Count the lines below that include the word "blurred" and write that number alone.

Collected data:
□ □ □ □ □

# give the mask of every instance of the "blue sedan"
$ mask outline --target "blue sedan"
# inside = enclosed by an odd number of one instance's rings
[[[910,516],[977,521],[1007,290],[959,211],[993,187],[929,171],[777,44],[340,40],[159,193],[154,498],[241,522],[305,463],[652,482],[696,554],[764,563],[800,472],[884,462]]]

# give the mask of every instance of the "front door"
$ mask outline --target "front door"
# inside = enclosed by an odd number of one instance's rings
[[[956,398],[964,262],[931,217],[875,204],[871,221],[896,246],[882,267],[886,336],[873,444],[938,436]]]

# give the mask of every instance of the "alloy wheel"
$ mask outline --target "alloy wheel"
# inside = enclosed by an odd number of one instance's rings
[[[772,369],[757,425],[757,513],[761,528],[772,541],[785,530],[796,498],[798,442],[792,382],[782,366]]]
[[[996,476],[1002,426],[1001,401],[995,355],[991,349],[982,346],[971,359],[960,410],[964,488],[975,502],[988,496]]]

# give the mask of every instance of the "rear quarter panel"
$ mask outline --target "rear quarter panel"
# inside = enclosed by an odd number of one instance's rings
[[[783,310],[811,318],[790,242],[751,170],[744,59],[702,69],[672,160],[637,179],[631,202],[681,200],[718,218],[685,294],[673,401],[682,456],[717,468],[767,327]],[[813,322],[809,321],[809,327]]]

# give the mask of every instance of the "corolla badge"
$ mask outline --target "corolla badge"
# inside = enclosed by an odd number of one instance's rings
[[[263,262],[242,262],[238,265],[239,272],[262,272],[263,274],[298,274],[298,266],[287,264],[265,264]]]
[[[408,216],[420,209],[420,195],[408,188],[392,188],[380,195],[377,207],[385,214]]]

□ □ □ □ □

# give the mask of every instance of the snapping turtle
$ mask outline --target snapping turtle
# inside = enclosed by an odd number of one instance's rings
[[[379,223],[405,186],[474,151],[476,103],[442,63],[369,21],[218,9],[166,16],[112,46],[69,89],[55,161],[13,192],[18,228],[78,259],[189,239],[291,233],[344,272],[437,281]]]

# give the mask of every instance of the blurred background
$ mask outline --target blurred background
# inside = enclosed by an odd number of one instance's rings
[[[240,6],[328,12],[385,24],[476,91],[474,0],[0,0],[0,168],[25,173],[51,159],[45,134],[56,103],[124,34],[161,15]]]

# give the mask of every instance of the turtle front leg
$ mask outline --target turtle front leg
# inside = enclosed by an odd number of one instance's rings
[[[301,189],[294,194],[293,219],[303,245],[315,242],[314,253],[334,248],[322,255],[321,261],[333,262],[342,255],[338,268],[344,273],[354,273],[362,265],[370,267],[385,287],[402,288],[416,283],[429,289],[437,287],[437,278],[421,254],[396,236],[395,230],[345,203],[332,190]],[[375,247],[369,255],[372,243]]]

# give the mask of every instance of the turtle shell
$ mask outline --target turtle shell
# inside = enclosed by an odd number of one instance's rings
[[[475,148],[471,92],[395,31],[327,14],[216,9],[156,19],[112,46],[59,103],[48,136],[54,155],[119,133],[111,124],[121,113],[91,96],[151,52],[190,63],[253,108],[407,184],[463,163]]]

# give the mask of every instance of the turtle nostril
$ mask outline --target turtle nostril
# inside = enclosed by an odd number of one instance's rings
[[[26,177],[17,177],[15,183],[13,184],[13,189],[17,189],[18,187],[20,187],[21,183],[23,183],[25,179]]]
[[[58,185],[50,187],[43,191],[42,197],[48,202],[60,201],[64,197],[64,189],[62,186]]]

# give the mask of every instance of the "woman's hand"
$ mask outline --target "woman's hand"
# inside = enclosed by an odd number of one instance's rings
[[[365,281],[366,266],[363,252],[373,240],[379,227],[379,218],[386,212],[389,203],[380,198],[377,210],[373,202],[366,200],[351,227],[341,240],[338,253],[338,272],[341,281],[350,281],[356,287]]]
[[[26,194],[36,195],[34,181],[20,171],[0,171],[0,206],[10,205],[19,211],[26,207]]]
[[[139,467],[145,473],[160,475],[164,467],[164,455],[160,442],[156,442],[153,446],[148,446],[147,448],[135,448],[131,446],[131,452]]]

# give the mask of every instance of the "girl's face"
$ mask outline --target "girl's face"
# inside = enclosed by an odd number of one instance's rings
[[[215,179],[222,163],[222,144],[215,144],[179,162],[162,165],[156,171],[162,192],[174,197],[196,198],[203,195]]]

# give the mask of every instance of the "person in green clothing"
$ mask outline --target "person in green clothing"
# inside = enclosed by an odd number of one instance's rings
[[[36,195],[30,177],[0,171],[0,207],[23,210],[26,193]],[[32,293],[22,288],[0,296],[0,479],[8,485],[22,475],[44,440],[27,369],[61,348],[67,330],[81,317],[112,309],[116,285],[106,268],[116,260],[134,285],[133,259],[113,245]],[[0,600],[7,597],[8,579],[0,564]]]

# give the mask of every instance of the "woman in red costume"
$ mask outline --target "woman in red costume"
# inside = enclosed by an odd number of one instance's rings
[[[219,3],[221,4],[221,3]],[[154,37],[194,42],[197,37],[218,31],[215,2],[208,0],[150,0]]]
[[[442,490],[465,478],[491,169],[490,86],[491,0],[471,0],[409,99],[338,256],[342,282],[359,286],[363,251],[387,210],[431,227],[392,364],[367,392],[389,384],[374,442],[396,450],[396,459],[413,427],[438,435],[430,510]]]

□ □ □ □ □

Task response —
2